§ **DOCUMENT EXTRACT**:
/---
All rights of distribution, also through movies, radio and television, photomechanical reproduction, sound carrier, electronic medium and reprinting in excerpts are reserved.

2017 novum publishing

ISBN print edition: 978-3-99048-716-7

ISBN e-book: 978-3-99048-717-4

Editor: Nicola Ratcliff, BA

Cover images: Patrick Poendl | Dreamstime.com

Coverdesign, Layout & Type: novum publishing

www.novum-publishing.co.uk

Introduction Birth of an idea

I had always wanted to visit the Karakoram Mountains from an early age. I remember reading the Sunday paper magazine supplement in my young teens, with glossy photos of gigantic mountains, huge cliff faces, plunging valleys and the Chinese building the Karakoram Highway (affectionately known as the KKH) named after the mountain range through which it weaves its way up through northern Pakistan and over the Chinese border.

The road was hacked out of sheer cliffs of bare rock. The people and the vehicles in the photos looked like ants and toys against the huge back drop of the mountains. And further to the east is the worlds second highest peak after Everest, K2 at 8,611 meters. Just the names of towns and mountains in the area seem to evoke oriental mystery.

The Karakoram Mountain Range is in the Gilgit Baltistan province, in the far north of Pakistan which borders Afghanistan to the west and China to the north and in the east, the mountain range stretches over the line of control into Indian administered Jammu and Kashmir. It was a long way from my suburban life in the London Borough of Bromley.

And I do love the outdoors. I remember with great affection, family summer holidays to the Lake District and trekking up the highest mountain in England, Scafell Pike 978m and marvelling at the scenery, the majestic views, and the sense of adventure and achievement of walking up the path to sit on the summit. In Wales, we headed up their highest mountain, Snowdonia just a little higher at 1,085m.

It was not until I was in my twenties that I attempted Scotlands highest peak, Ben Nevis at 1,344m. This is memorable for me but for different reasons, as there was low cloud, poor visibility, it was cold, windy and lots of rain so I turned back and never did get to the top. Its not surprising it was so wet, as the nearby town of Fort William, is one of the wettest places in the country. It was not much better having turned back as I was camping and was still cold and wet.
\---
§ **ROWS**:
/---
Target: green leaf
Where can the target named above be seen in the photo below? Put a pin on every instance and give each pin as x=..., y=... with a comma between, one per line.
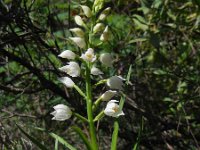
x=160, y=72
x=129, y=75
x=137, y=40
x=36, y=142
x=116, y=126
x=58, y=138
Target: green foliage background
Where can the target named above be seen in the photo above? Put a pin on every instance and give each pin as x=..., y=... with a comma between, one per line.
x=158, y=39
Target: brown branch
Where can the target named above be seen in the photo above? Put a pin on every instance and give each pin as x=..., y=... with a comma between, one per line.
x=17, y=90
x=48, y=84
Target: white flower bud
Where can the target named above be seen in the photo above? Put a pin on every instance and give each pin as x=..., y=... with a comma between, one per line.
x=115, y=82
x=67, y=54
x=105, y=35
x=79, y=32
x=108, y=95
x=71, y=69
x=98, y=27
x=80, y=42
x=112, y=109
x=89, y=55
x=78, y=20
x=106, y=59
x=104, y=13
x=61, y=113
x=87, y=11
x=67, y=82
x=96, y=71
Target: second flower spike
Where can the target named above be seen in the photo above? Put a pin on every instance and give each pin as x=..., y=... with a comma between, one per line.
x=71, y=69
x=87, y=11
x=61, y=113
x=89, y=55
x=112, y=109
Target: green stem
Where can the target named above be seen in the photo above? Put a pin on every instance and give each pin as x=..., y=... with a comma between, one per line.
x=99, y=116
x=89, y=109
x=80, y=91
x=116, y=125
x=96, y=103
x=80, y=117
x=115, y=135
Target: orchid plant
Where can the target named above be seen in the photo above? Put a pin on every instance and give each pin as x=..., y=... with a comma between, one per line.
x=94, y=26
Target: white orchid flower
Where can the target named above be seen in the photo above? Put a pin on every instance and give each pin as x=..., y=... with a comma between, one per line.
\---
/---
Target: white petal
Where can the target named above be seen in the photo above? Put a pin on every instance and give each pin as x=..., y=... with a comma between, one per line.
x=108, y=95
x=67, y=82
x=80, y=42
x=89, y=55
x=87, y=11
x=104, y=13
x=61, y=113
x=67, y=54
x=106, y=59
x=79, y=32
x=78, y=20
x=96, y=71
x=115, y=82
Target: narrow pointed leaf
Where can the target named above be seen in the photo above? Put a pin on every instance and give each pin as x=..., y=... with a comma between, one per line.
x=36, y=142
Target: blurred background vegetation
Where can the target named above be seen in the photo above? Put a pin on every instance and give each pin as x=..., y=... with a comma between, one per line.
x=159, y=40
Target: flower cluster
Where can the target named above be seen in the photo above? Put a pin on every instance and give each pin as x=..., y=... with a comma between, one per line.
\---
/---
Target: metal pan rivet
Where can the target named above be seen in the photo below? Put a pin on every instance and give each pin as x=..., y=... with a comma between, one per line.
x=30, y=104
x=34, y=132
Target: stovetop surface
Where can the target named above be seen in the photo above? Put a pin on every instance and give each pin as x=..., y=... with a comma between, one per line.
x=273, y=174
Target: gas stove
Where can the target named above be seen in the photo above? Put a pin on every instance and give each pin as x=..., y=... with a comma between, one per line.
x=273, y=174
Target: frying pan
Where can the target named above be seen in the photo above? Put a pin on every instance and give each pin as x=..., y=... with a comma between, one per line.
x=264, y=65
\---
§ **PROBLEMS**:
A. Copy the book excerpt word for word from "Coverdesign, Layout &" to "evoke oriental mystery.".
B. Arrange the lines of the entries from the line with "Target: stovetop surface" to the line with "x=264, y=65" as a JSON list of strings, one string per line, leaving out blank lines.
The book excerpt and the entries are unrelated material.

§ **WRITTEN ANSWERS**:
A.
Coverdesign, Layout & Type: novum publishing

www.novum-publishing.co.uk

Introduction Birth of an idea

I had always wanted to visit the Karakoram Mountains from an early age. I remember reading the Sunday paper magazine supplement in my young teens, with glossy photos of gigantic mountains, huge cliff faces, plunging valleys and the Chinese building the Karakoram Highway (affectionately known as the KKH) named after the mountain range through which it weaves its way up through northern Pakistan and over the Chinese border.

The road was hacked out of sheer cliffs of bare rock. The people and the vehicles in the photos looked like ants and toys against the huge back drop of the mountains. And further to the east is the worlds second highest peak after Everest, K2 at 8,611 meters. Just the names of towns and mountains in the area seem to evoke oriental mystery.

B.
[
  "Target: stovetop surface",
  "Where can the target named above be seen in the photo above? Put a pin on every instance and give each pin as x=..., y=... with a comma between, one per line.",
  "x=273, y=174",
  "Target: gas stove",
  "Where can the target named above be seen in the photo above? Put a pin on every instance and give each pin as x=..., y=... with a comma between, one per line.",
  "x=273, y=174",
  "Target: frying pan",
  "Where can the target named above be seen in the photo above? Put a pin on every instance and give each pin as x=..., y=... with a comma between, one per line.",
  "x=264, y=65"
]